[SELECTION]
****
Using Online Laser Diffraction to Assess Fuel Filter Efficiency

Water in diesel fuel is one of the most common reasons for engine breakdown and its removal is vital for the efficient and safe operation of diesel engines, anywhere they are used.

Therefore, fuel filters are an essential part of a diesel engine’s configuration, helping to remove both solid debris and water droplets, safe-guarding the engine and other components from damage. As diesel engine design has progressed, so too has the formulation of diesel fuels.

Nowadays, the increased use of additives, mainly in low sulfur fuels, can result in fine, quite stable emulsions of water droplets that are a lot more challenging to remove than larger droplets. Filter design is progressively demanding and filter testing techniques must be robust and demonstrative of performance in the field.
****
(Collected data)
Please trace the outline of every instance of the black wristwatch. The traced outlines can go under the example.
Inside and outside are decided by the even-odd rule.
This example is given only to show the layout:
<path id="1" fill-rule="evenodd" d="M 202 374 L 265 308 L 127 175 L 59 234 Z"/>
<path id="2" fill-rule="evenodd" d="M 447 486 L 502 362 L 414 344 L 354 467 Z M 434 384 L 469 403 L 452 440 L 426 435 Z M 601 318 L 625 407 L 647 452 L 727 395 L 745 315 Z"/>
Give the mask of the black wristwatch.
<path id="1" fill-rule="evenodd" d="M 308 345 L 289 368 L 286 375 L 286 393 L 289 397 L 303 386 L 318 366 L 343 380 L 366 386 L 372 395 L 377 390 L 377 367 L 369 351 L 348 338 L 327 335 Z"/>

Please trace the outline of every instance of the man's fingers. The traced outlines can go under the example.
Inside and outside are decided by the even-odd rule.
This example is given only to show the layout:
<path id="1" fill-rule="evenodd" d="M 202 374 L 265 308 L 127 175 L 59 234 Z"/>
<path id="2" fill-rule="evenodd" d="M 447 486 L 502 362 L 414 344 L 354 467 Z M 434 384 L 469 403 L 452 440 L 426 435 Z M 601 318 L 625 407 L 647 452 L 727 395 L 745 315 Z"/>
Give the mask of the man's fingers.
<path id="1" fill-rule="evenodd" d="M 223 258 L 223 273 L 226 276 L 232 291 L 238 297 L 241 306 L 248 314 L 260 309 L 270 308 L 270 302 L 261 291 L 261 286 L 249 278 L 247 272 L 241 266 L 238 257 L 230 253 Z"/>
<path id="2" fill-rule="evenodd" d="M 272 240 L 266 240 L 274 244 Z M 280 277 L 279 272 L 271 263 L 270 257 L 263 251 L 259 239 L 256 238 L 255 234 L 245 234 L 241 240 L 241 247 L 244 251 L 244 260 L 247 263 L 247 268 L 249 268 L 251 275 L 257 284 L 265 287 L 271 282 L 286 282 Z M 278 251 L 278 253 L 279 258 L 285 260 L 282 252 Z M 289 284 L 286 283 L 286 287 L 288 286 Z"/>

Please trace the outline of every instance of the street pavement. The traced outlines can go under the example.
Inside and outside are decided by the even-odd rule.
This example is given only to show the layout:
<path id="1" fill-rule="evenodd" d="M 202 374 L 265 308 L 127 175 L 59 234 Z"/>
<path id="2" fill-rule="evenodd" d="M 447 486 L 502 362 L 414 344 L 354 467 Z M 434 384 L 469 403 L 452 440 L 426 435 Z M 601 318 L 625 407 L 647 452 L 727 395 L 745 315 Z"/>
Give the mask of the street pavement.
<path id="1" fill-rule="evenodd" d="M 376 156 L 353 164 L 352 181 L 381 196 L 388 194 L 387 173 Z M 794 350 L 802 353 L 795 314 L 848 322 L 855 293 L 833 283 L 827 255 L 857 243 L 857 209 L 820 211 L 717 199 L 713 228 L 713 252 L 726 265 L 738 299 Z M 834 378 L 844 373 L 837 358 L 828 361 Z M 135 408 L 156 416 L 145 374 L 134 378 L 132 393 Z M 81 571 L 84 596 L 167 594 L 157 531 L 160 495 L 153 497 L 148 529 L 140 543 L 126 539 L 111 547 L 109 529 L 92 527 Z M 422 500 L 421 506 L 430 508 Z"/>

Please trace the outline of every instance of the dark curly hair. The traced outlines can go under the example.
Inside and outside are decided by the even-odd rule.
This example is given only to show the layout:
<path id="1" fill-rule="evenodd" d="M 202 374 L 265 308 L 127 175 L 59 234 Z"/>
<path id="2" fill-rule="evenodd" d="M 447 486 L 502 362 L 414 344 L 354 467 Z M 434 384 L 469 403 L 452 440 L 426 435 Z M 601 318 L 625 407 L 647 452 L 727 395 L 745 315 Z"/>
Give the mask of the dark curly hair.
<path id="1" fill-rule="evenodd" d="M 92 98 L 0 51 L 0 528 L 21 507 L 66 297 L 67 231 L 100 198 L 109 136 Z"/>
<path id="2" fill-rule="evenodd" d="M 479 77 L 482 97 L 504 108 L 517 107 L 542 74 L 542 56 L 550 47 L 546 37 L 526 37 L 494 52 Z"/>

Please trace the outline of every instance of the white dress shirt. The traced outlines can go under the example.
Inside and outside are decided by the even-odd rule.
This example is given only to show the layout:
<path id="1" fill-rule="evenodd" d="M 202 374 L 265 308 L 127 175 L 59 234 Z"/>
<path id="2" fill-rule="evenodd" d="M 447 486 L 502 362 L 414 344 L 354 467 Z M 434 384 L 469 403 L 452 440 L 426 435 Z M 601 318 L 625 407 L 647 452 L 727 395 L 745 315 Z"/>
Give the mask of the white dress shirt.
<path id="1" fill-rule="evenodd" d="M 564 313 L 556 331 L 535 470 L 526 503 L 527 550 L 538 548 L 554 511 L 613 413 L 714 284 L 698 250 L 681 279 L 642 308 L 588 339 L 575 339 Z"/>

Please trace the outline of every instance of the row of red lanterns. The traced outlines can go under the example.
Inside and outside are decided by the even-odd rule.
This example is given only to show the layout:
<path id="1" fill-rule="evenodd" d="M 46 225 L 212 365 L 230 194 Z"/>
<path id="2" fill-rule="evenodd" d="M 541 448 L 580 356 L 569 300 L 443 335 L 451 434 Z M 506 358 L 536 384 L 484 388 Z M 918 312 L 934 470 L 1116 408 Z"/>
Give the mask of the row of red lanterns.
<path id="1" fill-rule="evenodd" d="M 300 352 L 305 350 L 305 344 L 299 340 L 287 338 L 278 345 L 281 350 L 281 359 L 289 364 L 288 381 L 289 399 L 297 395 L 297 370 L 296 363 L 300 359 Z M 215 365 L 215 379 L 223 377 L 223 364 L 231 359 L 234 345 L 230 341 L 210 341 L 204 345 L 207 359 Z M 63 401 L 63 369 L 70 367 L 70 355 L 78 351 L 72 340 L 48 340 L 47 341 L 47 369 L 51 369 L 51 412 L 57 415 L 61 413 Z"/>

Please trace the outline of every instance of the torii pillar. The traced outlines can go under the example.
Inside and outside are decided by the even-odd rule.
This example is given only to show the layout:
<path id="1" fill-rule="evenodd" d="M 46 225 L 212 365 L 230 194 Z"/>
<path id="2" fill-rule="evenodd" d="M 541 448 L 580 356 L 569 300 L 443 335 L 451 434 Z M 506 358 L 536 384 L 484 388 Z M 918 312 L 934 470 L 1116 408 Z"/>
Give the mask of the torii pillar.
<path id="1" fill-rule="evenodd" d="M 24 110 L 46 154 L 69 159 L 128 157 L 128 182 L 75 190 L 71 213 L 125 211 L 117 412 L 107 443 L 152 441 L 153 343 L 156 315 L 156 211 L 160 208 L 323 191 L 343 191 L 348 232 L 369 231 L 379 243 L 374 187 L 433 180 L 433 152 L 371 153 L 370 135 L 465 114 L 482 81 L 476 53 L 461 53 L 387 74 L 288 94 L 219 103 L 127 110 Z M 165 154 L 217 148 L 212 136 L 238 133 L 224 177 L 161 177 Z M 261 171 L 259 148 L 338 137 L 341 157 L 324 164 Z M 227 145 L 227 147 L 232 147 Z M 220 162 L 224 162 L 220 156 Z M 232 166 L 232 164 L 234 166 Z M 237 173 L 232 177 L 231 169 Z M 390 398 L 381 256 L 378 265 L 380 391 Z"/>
****
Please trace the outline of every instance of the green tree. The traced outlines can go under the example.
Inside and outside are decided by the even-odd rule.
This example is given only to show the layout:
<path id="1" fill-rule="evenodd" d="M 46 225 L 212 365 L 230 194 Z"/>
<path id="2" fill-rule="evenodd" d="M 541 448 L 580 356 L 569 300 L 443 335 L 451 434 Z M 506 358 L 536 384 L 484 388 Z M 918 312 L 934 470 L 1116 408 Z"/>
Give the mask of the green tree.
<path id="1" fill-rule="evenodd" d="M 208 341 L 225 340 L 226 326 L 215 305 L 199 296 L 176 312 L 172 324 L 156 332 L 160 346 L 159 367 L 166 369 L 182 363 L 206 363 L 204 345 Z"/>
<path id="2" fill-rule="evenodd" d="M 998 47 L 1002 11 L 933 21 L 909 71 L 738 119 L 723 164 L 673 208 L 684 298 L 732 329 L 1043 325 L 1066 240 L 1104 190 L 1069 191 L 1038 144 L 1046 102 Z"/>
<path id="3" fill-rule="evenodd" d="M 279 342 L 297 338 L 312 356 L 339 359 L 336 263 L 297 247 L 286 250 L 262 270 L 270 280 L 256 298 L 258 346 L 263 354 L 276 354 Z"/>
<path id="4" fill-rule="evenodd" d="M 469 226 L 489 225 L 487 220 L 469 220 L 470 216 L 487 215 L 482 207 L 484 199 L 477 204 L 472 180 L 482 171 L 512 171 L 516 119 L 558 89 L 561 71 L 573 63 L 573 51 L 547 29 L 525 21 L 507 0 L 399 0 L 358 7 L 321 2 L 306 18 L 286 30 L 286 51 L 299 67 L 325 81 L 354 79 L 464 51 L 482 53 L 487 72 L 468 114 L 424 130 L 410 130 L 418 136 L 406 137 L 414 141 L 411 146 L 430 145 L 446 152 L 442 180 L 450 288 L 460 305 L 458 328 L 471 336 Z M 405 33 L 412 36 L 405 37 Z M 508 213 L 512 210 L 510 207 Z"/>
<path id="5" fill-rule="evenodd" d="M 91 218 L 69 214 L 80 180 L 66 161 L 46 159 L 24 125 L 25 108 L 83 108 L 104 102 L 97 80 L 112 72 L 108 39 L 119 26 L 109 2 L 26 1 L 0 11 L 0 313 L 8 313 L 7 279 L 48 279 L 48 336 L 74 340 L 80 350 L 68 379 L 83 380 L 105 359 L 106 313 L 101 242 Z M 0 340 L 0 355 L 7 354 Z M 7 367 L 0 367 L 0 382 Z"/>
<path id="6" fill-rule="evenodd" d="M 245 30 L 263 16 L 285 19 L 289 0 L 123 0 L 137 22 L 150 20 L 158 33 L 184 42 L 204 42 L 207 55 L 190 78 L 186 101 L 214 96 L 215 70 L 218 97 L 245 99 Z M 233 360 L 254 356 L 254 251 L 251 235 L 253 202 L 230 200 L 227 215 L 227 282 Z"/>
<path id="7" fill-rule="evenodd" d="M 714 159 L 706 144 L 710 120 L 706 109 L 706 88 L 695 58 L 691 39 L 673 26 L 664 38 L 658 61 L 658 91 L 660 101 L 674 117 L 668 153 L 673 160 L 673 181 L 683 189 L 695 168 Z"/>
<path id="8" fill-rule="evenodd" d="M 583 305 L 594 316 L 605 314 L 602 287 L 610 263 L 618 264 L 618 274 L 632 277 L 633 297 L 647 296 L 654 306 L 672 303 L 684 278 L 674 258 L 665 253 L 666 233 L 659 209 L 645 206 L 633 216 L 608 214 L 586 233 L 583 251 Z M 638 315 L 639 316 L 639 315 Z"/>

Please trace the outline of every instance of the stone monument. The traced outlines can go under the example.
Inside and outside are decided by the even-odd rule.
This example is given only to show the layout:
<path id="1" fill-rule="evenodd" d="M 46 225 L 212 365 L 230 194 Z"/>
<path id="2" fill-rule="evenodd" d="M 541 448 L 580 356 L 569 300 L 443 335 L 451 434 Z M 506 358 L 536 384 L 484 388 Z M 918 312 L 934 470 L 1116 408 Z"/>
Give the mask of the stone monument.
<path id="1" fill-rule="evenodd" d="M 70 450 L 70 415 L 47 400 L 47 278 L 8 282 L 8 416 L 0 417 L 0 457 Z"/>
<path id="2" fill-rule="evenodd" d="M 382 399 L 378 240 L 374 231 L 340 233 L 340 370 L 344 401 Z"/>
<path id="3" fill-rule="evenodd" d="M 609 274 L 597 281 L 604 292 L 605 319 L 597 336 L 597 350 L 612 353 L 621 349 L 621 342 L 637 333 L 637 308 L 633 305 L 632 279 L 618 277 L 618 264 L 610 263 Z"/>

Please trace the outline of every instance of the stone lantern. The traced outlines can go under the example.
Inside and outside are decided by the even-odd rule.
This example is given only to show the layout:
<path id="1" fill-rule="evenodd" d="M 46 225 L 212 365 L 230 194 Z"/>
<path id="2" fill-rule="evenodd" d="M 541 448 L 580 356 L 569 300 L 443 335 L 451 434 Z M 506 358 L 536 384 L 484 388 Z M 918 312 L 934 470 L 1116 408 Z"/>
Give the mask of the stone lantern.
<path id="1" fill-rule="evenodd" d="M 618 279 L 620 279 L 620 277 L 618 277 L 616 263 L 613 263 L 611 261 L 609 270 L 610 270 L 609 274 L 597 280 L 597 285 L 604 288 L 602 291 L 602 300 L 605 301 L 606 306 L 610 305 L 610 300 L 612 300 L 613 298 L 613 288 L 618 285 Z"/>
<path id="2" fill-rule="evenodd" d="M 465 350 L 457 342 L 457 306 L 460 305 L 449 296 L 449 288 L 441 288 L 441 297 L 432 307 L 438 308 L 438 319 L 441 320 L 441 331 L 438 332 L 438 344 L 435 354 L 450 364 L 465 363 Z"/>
****
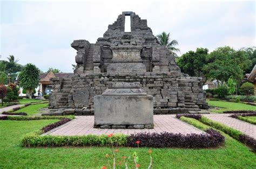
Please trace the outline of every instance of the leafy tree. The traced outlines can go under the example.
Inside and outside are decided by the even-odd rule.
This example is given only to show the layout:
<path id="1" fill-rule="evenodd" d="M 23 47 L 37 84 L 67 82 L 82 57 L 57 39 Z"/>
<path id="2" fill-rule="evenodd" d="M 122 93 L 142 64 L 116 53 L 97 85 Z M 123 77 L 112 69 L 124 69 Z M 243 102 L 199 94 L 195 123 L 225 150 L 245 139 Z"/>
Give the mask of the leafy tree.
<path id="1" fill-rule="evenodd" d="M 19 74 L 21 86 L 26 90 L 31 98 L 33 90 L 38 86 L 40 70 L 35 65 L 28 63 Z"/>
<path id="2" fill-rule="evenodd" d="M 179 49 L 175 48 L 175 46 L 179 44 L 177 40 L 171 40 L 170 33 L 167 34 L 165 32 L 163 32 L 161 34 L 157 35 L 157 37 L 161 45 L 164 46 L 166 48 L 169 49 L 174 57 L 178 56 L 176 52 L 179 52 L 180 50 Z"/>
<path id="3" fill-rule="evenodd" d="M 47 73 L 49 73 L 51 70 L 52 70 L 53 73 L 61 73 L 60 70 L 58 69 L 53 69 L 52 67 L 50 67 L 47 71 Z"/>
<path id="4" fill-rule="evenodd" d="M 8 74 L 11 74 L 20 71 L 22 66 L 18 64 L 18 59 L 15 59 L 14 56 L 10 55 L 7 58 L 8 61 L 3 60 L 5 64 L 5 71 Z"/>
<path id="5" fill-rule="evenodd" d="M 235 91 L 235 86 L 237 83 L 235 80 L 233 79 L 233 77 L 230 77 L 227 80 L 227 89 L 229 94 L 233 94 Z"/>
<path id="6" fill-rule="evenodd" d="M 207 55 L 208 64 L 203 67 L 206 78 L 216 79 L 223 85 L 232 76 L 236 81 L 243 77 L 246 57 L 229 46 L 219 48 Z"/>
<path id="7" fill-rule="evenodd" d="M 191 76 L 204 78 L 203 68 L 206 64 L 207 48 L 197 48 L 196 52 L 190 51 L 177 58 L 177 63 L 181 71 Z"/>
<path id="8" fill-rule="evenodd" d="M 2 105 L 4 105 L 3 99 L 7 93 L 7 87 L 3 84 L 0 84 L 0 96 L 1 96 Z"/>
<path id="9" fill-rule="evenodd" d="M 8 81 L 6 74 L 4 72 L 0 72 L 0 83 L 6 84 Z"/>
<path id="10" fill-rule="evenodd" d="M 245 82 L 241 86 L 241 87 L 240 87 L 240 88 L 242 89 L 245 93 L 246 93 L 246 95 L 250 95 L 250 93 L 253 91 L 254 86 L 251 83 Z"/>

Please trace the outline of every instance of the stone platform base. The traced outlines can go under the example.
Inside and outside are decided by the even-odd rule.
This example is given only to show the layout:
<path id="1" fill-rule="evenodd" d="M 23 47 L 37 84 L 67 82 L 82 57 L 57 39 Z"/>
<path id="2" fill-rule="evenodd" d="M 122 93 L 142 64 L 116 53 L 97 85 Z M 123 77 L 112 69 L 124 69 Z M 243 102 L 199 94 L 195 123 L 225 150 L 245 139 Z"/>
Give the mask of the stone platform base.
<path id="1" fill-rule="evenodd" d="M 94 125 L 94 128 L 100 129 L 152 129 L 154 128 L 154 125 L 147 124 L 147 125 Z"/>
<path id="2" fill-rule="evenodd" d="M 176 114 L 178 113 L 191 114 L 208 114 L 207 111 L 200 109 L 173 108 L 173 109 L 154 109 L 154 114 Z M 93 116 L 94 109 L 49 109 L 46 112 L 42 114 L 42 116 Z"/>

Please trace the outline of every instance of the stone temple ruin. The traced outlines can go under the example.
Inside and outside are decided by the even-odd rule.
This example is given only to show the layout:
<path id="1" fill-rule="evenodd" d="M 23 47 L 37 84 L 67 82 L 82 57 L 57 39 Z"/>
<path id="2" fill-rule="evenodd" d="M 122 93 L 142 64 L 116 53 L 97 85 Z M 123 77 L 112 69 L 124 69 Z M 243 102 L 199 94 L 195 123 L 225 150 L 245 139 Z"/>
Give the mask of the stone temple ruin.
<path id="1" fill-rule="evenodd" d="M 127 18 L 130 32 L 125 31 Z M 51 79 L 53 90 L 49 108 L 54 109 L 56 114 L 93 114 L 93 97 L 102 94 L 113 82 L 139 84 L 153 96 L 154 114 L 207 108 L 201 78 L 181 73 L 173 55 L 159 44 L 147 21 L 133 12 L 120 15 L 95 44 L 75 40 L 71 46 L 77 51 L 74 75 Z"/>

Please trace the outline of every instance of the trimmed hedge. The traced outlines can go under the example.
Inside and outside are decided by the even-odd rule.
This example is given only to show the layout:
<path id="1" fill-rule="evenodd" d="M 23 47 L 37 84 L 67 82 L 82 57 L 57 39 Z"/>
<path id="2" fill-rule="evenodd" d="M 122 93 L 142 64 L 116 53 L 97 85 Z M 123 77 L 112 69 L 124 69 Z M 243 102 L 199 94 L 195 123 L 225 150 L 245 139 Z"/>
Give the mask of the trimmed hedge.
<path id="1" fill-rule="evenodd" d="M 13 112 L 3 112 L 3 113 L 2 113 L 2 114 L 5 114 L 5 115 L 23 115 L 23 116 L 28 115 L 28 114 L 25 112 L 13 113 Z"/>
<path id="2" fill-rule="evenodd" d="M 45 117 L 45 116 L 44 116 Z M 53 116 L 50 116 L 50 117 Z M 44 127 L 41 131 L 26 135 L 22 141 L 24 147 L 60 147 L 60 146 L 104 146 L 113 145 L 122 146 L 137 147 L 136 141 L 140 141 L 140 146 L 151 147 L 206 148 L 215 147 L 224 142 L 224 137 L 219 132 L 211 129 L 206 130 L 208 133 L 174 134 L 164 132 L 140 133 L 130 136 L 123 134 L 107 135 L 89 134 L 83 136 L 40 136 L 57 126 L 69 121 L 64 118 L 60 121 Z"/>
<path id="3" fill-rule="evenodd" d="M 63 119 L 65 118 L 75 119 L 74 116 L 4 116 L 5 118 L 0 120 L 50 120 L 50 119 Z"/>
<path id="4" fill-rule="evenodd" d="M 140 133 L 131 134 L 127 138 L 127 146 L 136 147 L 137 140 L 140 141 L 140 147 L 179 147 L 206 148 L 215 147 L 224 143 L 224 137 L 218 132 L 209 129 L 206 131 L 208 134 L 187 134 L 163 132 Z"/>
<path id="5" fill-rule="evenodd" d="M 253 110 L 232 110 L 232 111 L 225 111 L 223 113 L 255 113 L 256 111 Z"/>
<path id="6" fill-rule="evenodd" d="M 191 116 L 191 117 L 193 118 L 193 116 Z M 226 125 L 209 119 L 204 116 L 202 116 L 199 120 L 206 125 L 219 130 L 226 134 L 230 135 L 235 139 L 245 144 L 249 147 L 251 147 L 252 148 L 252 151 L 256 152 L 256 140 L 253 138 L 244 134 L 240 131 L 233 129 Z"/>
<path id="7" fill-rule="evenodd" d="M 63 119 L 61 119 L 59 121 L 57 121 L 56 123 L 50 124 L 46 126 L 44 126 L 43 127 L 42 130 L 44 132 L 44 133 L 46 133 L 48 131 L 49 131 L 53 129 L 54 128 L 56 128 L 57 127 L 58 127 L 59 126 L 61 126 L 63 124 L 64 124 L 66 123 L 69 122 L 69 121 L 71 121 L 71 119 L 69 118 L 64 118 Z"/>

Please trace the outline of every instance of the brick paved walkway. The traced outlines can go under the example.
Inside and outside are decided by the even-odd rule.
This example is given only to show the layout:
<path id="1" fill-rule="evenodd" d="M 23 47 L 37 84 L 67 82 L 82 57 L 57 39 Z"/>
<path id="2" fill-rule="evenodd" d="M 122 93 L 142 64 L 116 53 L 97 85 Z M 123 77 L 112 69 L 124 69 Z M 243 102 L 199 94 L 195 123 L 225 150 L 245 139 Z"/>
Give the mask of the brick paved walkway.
****
[REQUIREMENTS]
- a) Based on the fuel filter text, decide whether each statement is true, answering yes or no and quoting the words that decide it: (i) Fuel filters help remove both solid debris and water droplets. (ii) Fine emulsions of water droplets are easier to remove than larger droplets. (iii) Additives are used mainly in high sulfur fuels.
- b) Quote every sentence in the fuel filter text that contains the word "water."

[LIST OF SOLUTIONS]
- a)
(i) Yes: "helping to remove both solid debris and water droplets"
(ii) No: "a lot more challenging to remove than larger droplets"
(iii) No: "mainly in low sulfur fuels"

- b)
- Water in diesel fuel is one of the most common reasons for engine breakdown and its removal is vital for the efficient and safe operation of diesel engines, anywhere they are used.
- Therefore, fuel filters are an essential part of a diesel engine's configuration, helping to remove both solid debris and water droplets, safe-guarding the engine and other components from damage.
- Nowadays, the increased use of additives, mainly in low sulfur fuels, can result in fine, quite stable emulsions of water droplets that are a lot more challenging to remove than larger droplets.